→ DATASET RECORDS
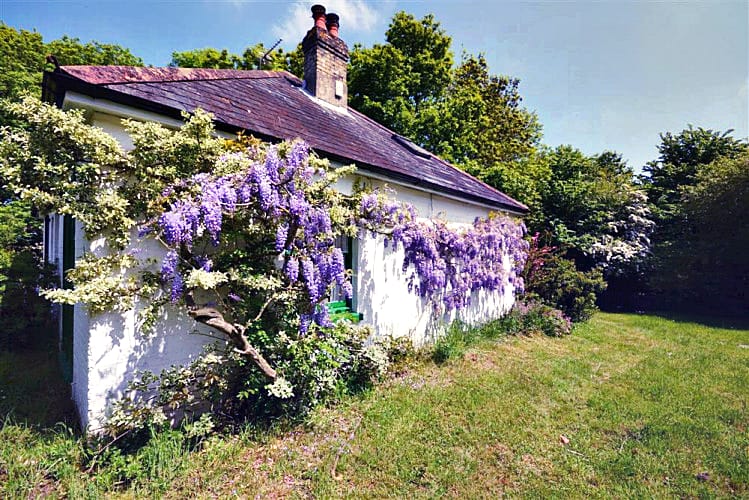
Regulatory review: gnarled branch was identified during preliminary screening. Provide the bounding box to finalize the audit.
[189,307,278,380]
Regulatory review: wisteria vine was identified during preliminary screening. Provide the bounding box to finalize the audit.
[386,216,528,311]
[147,141,527,333]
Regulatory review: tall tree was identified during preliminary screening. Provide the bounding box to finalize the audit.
[643,125,745,223]
[0,22,143,97]
[348,12,453,139]
[531,146,654,276]
[642,125,749,311]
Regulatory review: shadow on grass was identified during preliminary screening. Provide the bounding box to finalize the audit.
[646,311,749,330]
[0,348,78,430]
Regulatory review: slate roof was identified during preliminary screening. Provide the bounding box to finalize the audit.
[44,66,528,213]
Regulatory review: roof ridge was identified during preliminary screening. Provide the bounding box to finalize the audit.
[348,106,528,209]
[60,65,299,86]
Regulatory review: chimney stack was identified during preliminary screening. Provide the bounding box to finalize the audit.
[302,5,348,108]
[325,14,338,38]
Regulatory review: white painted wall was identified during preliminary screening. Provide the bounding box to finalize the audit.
[46,99,514,432]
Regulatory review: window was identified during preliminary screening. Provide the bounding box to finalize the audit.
[328,236,363,322]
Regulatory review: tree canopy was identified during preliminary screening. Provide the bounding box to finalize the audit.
[0,22,143,97]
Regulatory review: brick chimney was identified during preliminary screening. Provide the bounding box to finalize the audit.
[302,5,348,108]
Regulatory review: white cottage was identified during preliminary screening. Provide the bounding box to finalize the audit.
[43,6,527,430]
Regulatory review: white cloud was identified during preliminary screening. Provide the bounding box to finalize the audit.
[273,0,380,47]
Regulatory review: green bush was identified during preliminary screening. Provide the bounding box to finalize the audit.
[107,321,390,435]
[524,255,606,322]
[498,301,572,337]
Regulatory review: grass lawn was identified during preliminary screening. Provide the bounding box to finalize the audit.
[0,313,749,498]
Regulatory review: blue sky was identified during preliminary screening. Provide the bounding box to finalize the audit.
[0,0,749,169]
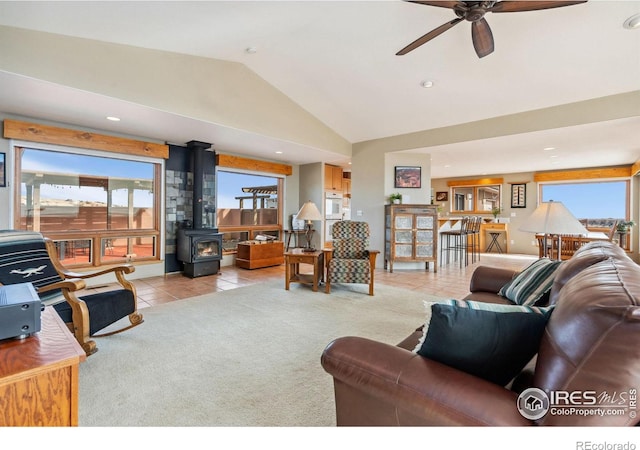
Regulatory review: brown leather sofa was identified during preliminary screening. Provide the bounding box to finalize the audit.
[321,242,640,426]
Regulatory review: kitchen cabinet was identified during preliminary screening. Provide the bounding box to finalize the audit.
[384,204,438,272]
[324,164,343,192]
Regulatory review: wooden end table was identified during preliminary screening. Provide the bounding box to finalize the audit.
[284,248,324,292]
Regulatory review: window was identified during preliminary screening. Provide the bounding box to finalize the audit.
[540,180,630,250]
[540,180,629,221]
[216,169,284,252]
[15,147,162,266]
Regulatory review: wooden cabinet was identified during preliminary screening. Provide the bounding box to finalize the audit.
[236,241,284,269]
[384,205,438,272]
[324,164,343,192]
[0,307,86,427]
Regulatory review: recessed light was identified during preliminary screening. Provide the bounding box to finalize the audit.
[622,13,640,30]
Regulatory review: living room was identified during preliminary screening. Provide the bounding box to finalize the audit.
[0,1,640,446]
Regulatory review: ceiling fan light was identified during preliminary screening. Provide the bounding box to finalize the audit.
[622,13,640,30]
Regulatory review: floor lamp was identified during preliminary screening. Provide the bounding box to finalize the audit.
[296,200,322,252]
[519,200,589,260]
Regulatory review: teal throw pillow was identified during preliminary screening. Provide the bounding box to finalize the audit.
[498,258,561,305]
[414,300,553,386]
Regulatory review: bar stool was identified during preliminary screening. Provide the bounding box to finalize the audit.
[486,231,502,253]
[440,216,470,267]
[467,216,482,263]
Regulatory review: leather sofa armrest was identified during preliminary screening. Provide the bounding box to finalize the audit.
[469,266,518,294]
[321,336,532,426]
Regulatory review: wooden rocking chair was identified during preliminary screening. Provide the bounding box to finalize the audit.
[0,230,143,355]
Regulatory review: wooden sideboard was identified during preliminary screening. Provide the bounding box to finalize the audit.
[384,204,438,272]
[236,241,284,269]
[0,307,86,427]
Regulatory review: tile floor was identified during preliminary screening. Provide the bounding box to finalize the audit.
[90,254,536,309]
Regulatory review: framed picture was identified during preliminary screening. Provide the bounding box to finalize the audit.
[394,166,422,188]
[436,191,449,202]
[0,153,7,187]
[511,184,527,208]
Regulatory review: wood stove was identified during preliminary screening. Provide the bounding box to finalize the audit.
[177,228,222,278]
[176,141,222,278]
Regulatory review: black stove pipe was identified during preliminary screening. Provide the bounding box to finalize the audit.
[187,141,211,230]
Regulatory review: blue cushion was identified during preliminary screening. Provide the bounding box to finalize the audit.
[414,300,553,386]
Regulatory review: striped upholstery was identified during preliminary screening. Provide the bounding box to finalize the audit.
[327,220,373,296]
[498,258,561,305]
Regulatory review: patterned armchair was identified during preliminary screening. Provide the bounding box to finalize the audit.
[325,220,380,295]
[0,230,143,355]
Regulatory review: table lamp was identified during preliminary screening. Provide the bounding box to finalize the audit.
[519,200,589,259]
[296,200,322,252]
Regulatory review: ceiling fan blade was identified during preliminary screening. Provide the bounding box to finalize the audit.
[471,17,493,58]
[489,0,587,12]
[396,17,463,55]
[406,0,466,9]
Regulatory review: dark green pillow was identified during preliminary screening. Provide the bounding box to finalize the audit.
[414,300,553,386]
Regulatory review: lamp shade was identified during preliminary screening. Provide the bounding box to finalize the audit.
[296,200,322,221]
[519,200,589,234]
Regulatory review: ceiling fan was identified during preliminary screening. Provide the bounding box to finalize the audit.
[396,0,586,58]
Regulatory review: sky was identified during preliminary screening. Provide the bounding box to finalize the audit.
[216,170,278,208]
[22,149,153,208]
[541,181,627,219]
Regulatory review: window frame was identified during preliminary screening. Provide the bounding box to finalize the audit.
[10,140,165,267]
[538,177,632,251]
[216,165,285,255]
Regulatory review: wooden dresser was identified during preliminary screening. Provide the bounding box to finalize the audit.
[384,204,438,272]
[0,307,86,427]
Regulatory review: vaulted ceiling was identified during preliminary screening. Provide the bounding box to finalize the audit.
[0,0,640,178]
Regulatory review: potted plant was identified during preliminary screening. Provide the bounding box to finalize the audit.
[616,220,636,234]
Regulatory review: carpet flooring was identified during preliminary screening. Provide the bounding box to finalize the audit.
[79,282,434,427]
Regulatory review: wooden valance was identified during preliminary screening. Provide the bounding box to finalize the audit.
[447,178,504,187]
[533,166,632,183]
[3,119,169,159]
[216,154,293,175]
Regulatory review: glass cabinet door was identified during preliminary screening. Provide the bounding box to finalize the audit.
[415,215,435,258]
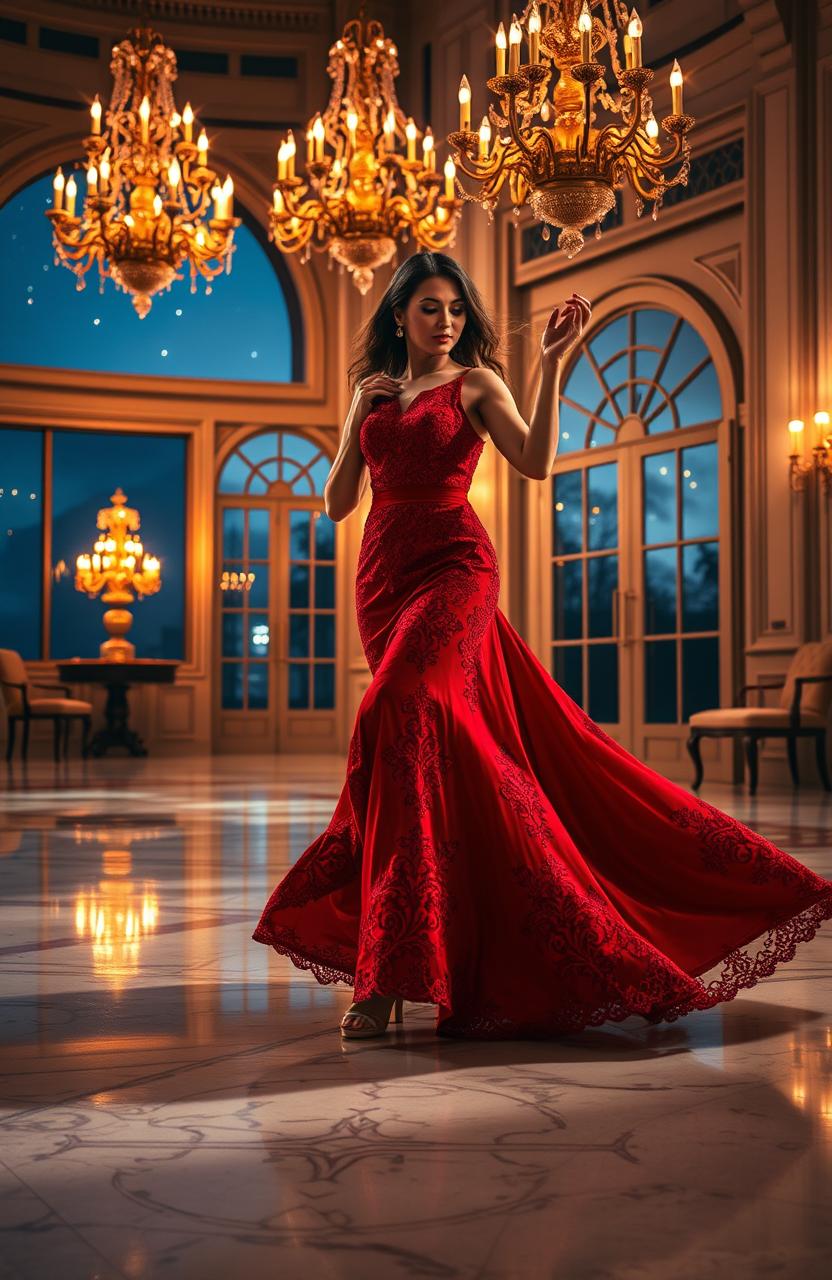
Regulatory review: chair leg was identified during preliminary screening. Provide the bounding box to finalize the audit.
[786,733,800,787]
[814,730,832,791]
[687,732,704,791]
[745,733,756,795]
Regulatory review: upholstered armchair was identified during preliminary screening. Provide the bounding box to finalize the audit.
[0,649,92,760]
[687,640,832,795]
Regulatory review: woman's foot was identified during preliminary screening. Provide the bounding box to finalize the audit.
[340,993,402,1039]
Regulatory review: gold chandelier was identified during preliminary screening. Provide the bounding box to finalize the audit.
[448,0,695,257]
[47,26,239,319]
[76,489,161,662]
[269,14,462,293]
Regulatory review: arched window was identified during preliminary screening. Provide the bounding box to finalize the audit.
[219,431,332,497]
[550,303,731,769]
[0,167,303,383]
[558,307,722,454]
[216,428,337,750]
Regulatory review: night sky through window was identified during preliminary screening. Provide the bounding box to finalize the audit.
[0,165,292,381]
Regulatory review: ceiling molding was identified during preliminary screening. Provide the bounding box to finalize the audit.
[44,0,323,36]
[696,244,742,306]
[739,0,792,72]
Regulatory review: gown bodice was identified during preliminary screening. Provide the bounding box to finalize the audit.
[358,370,484,493]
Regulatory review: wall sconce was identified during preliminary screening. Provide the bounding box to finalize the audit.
[788,410,832,497]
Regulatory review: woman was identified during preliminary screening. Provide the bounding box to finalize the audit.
[255,253,832,1038]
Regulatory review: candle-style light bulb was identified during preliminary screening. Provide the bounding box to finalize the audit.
[529,4,540,63]
[444,156,457,200]
[312,111,326,160]
[508,14,524,76]
[457,76,471,133]
[671,58,685,115]
[138,93,150,142]
[480,115,492,160]
[627,9,644,67]
[494,22,508,76]
[577,0,593,63]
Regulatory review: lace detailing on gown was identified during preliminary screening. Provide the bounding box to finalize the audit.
[355,827,458,1005]
[381,681,451,814]
[255,366,832,1038]
[669,799,810,888]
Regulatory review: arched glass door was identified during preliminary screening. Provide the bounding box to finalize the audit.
[216,430,337,751]
[550,307,728,776]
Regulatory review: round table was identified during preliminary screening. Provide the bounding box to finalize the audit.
[55,658,179,755]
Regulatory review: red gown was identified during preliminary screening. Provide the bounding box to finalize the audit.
[253,375,832,1038]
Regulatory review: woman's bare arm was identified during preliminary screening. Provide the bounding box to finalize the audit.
[324,374,402,521]
[324,399,369,521]
[466,369,561,480]
[466,294,591,480]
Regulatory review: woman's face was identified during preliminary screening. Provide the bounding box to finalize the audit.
[394,275,466,356]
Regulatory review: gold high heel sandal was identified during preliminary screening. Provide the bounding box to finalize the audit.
[340,996,404,1039]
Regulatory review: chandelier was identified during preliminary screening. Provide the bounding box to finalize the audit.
[448,0,695,259]
[269,14,462,293]
[76,489,161,662]
[46,26,239,319]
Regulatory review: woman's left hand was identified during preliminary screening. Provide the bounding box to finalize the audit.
[540,293,593,366]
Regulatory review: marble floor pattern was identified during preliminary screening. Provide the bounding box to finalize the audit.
[0,756,832,1280]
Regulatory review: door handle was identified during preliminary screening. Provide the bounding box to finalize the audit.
[625,591,639,644]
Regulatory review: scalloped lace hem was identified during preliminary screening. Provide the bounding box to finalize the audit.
[253,893,832,1039]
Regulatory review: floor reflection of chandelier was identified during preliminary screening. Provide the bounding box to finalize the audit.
[270,15,462,293]
[74,879,159,988]
[47,27,239,317]
[448,0,694,257]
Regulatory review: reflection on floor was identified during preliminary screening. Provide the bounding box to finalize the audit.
[0,756,832,1280]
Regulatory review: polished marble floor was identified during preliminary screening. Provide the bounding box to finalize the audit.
[0,756,832,1280]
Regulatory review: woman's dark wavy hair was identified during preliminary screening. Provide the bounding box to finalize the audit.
[349,250,506,388]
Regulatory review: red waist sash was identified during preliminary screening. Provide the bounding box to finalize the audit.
[372,484,468,507]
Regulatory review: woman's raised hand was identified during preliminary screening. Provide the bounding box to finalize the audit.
[540,293,593,366]
[355,374,402,421]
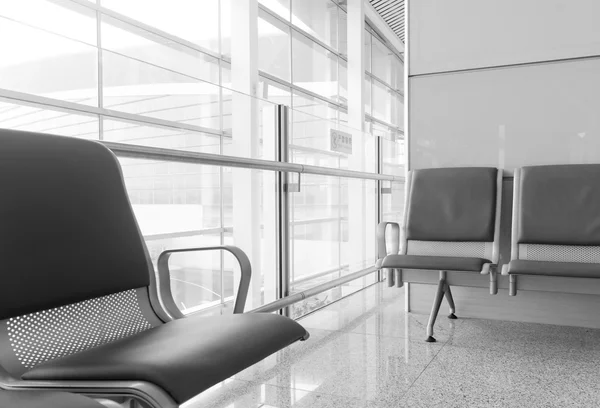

→ TASK BRIEF
Update the listing from its start down through the line containing "[642,125,749,311]", replacing "preliminary screening" with "initial screening" and leaving everything else unchanged. Omit the pictures from your answer.

→ SOLUTION TO THE EXERCISE
Regulatory review: gnarled branch was identified during initial screening. Provide the bounding box to finalize the audit.
[189,307,278,380]
Regulatory review: wisteria vine was identified during initial screening. Provide the bounding box to finalize the audit.
[386,216,528,311]
[147,141,527,333]
Regulatory review: tall tree was identified during initial screening. Provide the bounding box to finalize the audit.
[643,125,745,223]
[0,22,143,97]
[348,12,453,139]
[531,146,654,276]
[642,125,749,311]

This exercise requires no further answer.